[Records provided Boundary: Start]
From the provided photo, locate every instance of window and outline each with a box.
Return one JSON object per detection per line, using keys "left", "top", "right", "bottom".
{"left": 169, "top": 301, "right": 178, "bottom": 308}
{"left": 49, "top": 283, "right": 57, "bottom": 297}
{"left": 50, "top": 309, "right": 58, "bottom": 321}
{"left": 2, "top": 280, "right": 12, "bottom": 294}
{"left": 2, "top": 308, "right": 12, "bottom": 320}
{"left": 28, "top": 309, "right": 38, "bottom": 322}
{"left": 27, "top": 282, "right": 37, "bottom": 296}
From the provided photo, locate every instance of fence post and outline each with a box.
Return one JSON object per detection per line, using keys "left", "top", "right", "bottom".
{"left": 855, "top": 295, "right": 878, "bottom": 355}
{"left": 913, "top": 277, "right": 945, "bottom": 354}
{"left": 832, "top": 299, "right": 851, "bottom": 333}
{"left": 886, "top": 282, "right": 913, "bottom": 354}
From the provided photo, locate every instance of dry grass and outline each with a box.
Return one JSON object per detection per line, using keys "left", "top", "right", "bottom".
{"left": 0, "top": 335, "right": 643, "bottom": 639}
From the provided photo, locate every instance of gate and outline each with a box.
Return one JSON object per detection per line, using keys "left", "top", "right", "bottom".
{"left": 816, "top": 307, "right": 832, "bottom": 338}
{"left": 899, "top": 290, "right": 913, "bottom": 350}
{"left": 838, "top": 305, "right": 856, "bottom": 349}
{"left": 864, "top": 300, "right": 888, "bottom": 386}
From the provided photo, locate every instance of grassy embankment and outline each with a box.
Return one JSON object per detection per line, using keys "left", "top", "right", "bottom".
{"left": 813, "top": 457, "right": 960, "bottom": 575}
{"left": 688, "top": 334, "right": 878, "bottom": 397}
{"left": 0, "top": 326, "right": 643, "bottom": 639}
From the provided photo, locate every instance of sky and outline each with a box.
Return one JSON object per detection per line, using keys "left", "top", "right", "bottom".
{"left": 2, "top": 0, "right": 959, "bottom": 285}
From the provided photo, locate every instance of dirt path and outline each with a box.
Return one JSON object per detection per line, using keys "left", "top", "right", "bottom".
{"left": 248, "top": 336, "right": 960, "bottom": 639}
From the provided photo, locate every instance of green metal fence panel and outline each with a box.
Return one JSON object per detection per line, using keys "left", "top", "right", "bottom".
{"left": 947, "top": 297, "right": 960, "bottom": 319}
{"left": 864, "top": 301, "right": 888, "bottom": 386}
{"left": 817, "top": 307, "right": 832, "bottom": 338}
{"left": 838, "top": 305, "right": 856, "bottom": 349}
[Records provided Boundary: End]
▸ **Problem description**: Repeat, character for character, the lines of the material above from the line with "From the provided photo, locate every instance of grassy" through the line with "From the provided photo, locate every instance of sky".

▸ **Answer section**:
From the provided photo, locate every instance of grassy embankment and outline each with a box.
Return one JSON object per detection per line, using keys "left", "top", "right", "bottom".
{"left": 813, "top": 457, "right": 960, "bottom": 575}
{"left": 688, "top": 334, "right": 878, "bottom": 397}
{"left": 0, "top": 326, "right": 643, "bottom": 639}
From the provided photo, locate every instance of sky and outline each with a box.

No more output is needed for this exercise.